* RECORDS FOR THE EXERCISE *
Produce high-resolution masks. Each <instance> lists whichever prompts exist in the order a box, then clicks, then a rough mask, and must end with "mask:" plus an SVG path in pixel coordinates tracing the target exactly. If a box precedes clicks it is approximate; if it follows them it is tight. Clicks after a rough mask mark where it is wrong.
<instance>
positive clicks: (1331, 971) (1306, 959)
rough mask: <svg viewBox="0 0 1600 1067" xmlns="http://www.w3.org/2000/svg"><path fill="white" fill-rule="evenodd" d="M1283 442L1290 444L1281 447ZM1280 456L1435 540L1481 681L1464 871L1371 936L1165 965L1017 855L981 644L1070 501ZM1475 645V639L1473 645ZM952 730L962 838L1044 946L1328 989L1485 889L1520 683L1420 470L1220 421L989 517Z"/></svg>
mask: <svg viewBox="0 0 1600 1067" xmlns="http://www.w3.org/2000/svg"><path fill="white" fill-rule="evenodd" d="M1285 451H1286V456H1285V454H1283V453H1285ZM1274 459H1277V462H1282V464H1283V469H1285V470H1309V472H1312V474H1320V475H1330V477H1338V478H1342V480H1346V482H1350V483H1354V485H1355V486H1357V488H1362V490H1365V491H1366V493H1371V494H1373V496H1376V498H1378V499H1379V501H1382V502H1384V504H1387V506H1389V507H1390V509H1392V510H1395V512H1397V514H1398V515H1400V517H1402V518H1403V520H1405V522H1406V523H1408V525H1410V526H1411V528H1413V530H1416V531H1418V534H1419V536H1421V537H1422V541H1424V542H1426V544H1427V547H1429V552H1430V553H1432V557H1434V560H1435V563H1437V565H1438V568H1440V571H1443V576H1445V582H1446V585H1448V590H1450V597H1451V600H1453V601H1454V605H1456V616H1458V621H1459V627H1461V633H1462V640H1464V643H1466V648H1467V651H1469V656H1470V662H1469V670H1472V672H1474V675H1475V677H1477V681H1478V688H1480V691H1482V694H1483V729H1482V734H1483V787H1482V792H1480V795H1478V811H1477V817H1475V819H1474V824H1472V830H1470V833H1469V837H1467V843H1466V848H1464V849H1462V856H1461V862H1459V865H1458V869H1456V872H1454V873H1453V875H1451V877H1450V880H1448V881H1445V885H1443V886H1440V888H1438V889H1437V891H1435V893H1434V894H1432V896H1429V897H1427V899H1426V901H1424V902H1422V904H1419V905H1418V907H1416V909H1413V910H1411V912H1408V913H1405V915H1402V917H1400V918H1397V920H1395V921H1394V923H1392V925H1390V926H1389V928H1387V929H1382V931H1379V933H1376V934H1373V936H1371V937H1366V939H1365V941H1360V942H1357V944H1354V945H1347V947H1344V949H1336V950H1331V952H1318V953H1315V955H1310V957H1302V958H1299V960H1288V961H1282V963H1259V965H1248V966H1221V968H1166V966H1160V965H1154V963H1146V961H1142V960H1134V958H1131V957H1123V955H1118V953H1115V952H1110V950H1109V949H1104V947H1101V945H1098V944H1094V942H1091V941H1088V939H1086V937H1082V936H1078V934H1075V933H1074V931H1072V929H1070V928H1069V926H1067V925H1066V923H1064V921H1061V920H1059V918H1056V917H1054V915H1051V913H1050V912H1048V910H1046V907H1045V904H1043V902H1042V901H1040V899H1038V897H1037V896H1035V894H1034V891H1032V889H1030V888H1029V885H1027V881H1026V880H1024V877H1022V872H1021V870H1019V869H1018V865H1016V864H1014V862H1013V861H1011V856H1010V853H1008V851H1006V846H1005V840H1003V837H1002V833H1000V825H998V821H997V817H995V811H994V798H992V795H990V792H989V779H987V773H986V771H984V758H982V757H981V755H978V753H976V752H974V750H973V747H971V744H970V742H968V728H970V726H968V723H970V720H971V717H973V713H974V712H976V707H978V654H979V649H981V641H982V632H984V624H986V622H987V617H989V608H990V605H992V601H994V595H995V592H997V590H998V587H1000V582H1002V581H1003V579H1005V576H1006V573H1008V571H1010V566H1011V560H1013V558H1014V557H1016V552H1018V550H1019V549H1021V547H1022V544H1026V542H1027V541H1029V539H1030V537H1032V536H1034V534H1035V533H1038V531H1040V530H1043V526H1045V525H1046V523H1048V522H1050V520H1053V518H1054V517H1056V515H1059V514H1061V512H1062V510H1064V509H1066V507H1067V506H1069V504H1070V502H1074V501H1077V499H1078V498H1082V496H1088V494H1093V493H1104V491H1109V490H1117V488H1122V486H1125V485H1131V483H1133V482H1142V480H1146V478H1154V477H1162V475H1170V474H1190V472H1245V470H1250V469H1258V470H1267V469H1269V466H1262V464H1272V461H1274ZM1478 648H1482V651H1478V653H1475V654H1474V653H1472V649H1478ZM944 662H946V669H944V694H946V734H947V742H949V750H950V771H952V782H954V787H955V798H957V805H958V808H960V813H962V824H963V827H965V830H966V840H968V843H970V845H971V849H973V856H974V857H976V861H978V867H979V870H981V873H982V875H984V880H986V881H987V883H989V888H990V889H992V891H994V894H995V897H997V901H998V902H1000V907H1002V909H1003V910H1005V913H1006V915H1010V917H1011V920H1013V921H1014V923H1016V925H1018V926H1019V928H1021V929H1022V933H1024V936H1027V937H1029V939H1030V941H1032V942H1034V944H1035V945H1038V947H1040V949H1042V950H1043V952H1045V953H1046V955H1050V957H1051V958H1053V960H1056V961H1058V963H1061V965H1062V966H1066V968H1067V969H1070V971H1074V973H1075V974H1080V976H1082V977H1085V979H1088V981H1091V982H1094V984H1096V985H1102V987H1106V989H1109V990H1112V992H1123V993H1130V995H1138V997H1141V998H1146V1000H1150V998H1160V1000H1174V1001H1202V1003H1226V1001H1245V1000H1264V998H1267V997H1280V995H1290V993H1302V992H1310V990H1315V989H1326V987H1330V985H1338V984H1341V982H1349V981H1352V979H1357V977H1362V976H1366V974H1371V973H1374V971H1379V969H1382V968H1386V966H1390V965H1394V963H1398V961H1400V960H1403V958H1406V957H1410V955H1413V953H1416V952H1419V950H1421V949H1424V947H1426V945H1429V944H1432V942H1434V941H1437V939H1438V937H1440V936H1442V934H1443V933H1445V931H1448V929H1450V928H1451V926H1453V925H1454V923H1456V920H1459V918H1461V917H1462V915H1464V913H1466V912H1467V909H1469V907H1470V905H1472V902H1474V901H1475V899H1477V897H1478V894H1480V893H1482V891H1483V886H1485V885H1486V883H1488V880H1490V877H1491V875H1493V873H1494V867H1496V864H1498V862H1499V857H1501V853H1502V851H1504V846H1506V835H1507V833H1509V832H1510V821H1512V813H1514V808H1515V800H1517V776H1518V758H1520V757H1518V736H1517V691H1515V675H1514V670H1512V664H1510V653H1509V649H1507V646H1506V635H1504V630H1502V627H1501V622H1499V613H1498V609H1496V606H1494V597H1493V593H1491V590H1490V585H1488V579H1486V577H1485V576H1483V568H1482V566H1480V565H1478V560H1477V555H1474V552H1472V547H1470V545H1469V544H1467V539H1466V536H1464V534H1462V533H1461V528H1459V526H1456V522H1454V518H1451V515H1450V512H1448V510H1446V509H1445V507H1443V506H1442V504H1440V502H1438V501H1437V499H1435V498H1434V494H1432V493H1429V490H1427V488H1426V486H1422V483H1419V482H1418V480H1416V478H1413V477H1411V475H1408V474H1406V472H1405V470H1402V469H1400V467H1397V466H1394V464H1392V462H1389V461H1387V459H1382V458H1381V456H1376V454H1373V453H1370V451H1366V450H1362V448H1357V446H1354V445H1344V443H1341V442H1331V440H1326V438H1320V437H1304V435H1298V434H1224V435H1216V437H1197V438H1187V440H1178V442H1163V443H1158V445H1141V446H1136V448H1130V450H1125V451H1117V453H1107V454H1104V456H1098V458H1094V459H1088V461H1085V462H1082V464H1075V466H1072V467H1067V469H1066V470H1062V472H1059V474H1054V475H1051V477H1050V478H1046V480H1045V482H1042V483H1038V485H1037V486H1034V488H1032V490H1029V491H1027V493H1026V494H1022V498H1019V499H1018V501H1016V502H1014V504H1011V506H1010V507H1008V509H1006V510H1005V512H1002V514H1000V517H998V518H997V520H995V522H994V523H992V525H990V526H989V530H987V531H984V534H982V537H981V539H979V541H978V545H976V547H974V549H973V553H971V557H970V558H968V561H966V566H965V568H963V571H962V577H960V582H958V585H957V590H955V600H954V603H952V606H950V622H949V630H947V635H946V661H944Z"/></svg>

* PROBLEM STATEMENT *
In the records above, find every line with the word "rough" and copy it.

* RESPONSE FOR THIS EXERCISE *
Produce high-resolution masks. Each <instance> lists whichever prompts exist in the order a box, then clicks, then a rough mask, and must end with "mask:" plus an SVG path in pixel coordinates tracing the target exactly. If a box precedes clicks it is approximate; if it follows them it is tight. Clicks after a rough mask mark where it is wrong.
rough mask: <svg viewBox="0 0 1600 1067" xmlns="http://www.w3.org/2000/svg"><path fill="white" fill-rule="evenodd" d="M1283 442L1290 444L1281 447ZM1280 456L1435 540L1481 681L1464 871L1371 936L1165 965L1017 855L981 644L1070 501ZM1475 645V639L1473 645ZM952 730L962 838L1044 946L1328 989L1485 889L1520 683L1420 470L1220 421L989 517Z"/></svg>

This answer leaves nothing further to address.